● **Приведённый отрывок**

Так как число обвиняемых в аграрных преступлениях в каждом отдельном случае было огромное и разобраться в виновности каждого было очень трудно, придумана была следующая система: о каждом подсудимом составлялась карточка, в которую вносились фамилии свидетелей, касавшихся участия этого подсудимого в деле, и сущность показаний, данных этими свидетелями на предварительном следствии или при полицейском дознании. Это имело и хорошую, и дурную сторону. Для быстроты, для скорейшего окончания дела это было хорошо, но правосудие очень страдало. Свидетель не имел возможности, если бы даже желал, дать более подробное показание, которое шло бы вразрез с показанием, данным на предварительном следствии. Ему часто только предлагали вопрос о том, подтверждает ли он то, что изложено было вкратце на карточке.
Душевное состояние судей по аграрным делам было незавидное, их нервы были сильно напряжены, о физической усталости нечего и говорить. Суд происходил в уездном городе, в зале уездного съезда, вовсе не приспособленном для таких масс подсудимых и свидетелей, какие собирались по аграрным делам. Число подсудимых по каждому делу доходило иногда до двухсот человек, если не больше.
Председательствующему нужно было обладать большим сознанием своего судейского долга, чтобы сохранять душевное равновесие при допросах подсудимых и вообще при руководстве ходом следствия. Решения особых присутствий зависели от их состава. Большую роль, в особенности в первое время, играли участвовавшие в составе суда предводители дворянства. Они смотрели на себя не как на судей, а как на людей, призванных защищать интересы дворянства или крупных землевладельцев. Второй член присутствия, волостной старшина, боязливо смотрел на свое начальство, на предводителя дворянства, и старался подавать мнения, согласные с желаниями и со взглядами этого начальства. Третий член присутствия, городской голова, не заинтересованный в деле, старался держаться нейтрально.

● **Данный перечень**
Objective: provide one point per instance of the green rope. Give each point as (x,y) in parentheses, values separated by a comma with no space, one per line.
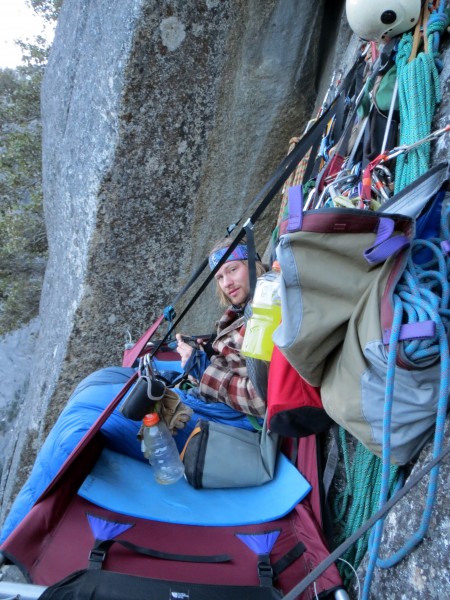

● **Условие задания**
Приведите продолжение отрывка о суде по аграрным делам, начав сразу после его последнего предложения. Перечень никак не связан с отрывком.

● **Ответ к заданию**
За председателем зорко следили предводитель дворянства и прокурорский надзор, и строгое соблюдение правил судопроизводства, стремление обнаружить истину со стороны председателя толковалось предводителем дворянства как либеральничанье и потворство «революционерам-грабителям». Председатель знал, что обо всех его действиях будет донесено, куда следует. Ему надо было действовать крайне тактично, лавировать между Сциллой и Харибдой <…>. Как я сказал выше, мне редко приходилось участвовать в аграрных делах, но когда я участвовал, то старался, вместе с моим товарищем, членом суда, привлекать на свою сторону городского голову и подавать мнение за оправдание подсудимых, посаженных на скамью без всяких оснований <…>.